# REQUIRED TASK
Copy out the stretch of the listing below from its first line through the line containing "[402, 426, 1025, 496]", character for character, with any pictures left out.

# DATASET RECORDS
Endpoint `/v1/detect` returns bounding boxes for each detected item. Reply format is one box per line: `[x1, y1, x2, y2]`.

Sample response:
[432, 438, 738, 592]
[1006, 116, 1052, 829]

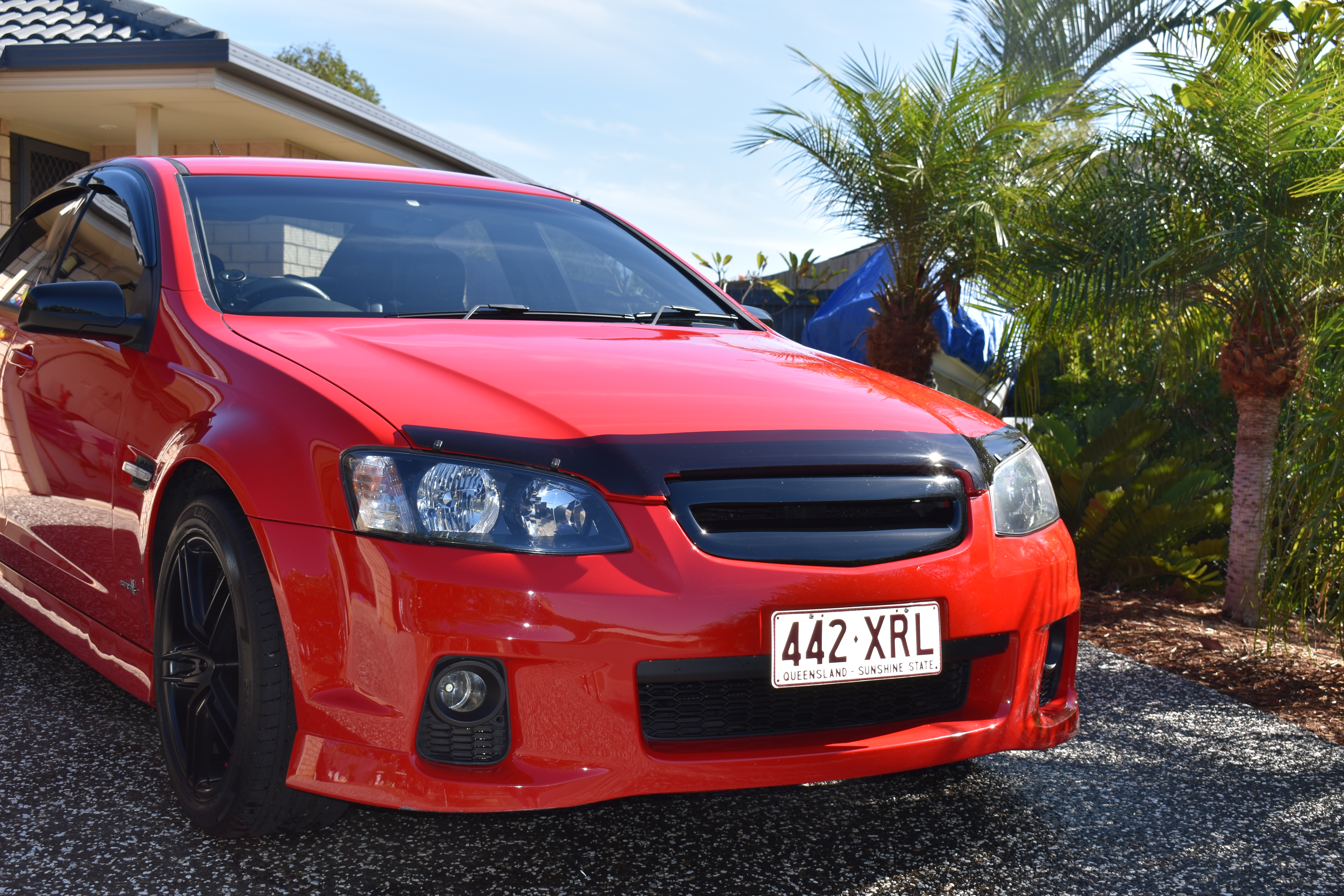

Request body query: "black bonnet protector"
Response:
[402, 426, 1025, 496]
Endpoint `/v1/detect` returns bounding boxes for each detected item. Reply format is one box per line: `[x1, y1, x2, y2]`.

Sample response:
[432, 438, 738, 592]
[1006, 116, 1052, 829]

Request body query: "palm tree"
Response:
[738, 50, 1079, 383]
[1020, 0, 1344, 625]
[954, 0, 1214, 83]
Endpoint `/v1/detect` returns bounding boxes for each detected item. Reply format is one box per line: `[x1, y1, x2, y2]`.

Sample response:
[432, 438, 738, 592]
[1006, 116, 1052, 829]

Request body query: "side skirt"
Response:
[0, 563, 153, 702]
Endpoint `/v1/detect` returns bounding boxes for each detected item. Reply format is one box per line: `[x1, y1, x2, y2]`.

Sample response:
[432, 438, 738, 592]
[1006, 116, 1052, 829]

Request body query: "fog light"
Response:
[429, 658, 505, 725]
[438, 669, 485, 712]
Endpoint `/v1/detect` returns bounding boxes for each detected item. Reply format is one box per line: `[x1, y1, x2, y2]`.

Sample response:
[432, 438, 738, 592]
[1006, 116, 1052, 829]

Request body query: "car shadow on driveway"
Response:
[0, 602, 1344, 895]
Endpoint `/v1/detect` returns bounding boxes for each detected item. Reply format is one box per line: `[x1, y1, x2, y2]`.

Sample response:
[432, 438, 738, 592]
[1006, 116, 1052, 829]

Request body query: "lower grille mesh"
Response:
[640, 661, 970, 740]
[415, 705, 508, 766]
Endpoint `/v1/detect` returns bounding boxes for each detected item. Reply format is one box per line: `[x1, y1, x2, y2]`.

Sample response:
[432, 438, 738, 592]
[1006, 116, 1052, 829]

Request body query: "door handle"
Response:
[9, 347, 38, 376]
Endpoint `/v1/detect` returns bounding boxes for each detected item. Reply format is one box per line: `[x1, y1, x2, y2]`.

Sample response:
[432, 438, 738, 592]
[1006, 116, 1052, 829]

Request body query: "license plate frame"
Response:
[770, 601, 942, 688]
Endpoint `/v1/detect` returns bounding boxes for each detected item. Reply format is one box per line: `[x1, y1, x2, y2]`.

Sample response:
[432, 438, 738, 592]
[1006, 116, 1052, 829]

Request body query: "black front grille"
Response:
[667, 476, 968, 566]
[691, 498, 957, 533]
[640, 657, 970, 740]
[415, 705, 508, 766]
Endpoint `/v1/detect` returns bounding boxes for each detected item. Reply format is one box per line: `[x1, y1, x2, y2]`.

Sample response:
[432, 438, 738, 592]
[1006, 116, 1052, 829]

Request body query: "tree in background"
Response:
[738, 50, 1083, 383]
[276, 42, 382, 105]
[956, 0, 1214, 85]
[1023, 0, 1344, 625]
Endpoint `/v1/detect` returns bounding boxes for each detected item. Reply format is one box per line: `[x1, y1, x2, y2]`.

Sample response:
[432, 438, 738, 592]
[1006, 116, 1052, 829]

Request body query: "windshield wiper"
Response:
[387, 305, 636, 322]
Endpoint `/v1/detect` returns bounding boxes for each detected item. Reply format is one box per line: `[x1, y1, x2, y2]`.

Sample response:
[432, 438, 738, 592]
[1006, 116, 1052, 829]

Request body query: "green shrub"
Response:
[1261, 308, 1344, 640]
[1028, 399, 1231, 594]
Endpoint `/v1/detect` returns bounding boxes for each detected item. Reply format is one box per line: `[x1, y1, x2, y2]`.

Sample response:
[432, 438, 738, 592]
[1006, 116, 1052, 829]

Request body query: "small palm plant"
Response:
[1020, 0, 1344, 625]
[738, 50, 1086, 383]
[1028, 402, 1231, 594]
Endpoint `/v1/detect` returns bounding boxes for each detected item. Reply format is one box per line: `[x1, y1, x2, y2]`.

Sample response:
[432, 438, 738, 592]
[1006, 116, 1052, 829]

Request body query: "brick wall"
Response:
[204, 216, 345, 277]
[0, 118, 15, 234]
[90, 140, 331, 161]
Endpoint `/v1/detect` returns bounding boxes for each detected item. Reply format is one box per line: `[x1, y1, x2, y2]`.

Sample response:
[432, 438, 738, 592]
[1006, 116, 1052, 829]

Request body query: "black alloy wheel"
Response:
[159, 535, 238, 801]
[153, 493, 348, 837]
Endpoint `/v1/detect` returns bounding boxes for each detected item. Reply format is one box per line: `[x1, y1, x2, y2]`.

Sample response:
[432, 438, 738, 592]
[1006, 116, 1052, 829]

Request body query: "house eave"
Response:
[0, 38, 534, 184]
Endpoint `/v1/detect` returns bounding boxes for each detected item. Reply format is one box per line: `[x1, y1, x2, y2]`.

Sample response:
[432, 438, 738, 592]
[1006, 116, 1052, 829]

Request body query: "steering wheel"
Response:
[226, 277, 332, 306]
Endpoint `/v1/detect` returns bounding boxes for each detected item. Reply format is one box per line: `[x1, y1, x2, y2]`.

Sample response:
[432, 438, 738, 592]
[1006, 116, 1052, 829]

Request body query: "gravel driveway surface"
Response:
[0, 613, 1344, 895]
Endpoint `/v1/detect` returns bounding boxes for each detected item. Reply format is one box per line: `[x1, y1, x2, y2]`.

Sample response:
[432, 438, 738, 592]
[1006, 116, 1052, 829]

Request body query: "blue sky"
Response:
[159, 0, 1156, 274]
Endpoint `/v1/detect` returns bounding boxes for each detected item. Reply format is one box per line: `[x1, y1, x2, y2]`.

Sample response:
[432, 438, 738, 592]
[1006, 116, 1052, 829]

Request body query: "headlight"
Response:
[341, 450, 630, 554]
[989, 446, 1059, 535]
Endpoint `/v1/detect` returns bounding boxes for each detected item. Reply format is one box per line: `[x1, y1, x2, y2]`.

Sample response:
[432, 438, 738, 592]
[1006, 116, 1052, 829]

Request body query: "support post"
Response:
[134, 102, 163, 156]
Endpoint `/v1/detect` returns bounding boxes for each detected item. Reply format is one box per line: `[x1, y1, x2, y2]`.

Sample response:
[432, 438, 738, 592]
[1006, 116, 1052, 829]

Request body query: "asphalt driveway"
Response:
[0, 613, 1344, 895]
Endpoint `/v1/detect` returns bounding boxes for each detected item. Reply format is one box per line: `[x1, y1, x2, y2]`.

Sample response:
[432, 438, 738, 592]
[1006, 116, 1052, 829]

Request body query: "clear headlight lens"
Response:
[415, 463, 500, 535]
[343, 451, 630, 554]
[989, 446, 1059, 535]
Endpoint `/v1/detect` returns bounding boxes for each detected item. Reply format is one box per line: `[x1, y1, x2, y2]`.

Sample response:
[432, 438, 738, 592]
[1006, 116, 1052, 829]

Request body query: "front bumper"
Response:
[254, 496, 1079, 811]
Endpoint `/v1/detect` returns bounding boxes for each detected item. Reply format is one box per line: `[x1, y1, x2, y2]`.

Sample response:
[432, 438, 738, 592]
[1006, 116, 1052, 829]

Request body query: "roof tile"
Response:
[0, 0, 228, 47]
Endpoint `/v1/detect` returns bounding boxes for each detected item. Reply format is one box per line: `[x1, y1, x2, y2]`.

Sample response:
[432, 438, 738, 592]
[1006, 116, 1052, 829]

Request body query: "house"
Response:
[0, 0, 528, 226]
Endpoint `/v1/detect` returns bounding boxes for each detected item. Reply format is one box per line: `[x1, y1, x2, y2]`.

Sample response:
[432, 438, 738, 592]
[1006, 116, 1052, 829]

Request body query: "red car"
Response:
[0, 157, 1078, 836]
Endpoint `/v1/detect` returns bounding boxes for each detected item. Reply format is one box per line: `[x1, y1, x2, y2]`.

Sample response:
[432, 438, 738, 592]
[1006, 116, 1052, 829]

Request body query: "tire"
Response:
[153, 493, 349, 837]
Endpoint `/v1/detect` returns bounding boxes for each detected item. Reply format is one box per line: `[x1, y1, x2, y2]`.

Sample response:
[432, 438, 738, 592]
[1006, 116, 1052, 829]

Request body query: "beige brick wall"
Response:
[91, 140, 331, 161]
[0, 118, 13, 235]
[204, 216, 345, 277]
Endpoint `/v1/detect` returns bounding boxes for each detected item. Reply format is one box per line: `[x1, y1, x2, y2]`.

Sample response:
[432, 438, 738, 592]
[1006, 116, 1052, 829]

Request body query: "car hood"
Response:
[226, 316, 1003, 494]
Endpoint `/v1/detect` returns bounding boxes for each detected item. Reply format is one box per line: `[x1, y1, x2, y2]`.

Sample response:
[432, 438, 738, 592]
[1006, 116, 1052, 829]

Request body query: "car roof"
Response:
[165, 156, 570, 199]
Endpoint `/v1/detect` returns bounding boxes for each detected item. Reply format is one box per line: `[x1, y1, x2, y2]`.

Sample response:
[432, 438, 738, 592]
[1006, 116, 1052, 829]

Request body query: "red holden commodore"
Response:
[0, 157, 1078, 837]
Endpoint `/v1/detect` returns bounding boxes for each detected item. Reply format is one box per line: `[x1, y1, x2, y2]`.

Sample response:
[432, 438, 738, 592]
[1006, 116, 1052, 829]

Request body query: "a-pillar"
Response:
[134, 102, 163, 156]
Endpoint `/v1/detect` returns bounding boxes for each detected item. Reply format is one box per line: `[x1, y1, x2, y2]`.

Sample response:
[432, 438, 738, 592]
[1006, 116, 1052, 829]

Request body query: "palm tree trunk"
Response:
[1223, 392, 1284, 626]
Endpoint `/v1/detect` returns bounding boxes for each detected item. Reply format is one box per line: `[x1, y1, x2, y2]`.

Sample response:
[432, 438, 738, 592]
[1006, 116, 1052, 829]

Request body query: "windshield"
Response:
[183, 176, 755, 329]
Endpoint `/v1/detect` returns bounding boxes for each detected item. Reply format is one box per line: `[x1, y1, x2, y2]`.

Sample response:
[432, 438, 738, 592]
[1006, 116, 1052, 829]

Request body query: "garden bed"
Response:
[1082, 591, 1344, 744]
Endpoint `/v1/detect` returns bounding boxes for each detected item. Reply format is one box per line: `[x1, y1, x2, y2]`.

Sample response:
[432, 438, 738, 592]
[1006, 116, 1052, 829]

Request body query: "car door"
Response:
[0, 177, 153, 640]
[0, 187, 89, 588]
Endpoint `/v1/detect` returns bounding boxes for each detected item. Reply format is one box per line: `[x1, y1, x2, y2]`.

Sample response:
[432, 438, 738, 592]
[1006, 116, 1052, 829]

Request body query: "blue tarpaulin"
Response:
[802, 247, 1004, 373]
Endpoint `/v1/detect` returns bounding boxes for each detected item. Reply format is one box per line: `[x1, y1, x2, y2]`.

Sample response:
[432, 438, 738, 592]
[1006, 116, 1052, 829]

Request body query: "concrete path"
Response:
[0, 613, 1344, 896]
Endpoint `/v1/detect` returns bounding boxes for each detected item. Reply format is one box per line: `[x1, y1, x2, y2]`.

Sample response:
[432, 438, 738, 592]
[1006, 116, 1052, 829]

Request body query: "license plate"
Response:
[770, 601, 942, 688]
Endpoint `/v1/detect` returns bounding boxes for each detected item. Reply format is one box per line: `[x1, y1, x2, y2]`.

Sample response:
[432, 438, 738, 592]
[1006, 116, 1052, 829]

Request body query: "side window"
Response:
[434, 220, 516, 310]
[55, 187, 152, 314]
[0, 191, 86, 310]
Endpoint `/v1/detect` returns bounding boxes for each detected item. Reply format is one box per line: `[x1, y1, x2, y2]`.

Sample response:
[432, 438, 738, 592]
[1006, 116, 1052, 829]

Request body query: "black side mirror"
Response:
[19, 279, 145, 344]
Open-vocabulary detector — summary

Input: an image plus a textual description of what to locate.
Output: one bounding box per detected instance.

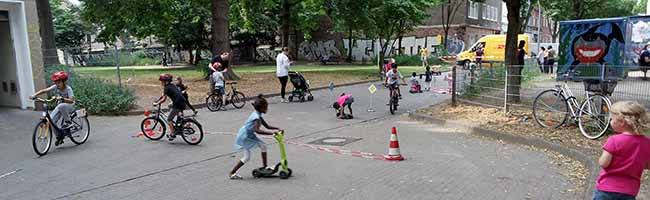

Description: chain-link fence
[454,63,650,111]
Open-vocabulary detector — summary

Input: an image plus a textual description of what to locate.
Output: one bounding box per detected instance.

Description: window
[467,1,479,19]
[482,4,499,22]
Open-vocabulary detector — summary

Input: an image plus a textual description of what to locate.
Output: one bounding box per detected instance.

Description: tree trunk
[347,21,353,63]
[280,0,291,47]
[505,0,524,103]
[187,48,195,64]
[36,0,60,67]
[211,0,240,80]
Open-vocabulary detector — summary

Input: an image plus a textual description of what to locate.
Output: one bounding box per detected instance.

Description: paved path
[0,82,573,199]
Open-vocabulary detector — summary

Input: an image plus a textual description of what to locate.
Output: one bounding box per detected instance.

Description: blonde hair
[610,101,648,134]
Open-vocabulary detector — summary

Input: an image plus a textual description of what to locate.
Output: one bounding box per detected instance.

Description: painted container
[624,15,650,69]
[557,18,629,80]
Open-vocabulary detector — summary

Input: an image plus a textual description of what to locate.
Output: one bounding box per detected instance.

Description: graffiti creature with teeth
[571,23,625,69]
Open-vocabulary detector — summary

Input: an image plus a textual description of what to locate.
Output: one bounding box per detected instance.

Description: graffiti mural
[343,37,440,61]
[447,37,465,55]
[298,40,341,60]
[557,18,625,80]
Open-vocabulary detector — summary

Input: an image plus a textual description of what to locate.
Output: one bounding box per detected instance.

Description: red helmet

# ANSWER TO THIS TASK
Endpoint `/v1/detect` returns bounding boxes for each detected item. Reply format is one box per line: `[x1, y1, x2, y2]`.

Sample response:
[432, 438, 738, 592]
[1006, 116, 1052, 829]


Request body query: "black bonnet protector"
Response:
[402, 426, 1025, 496]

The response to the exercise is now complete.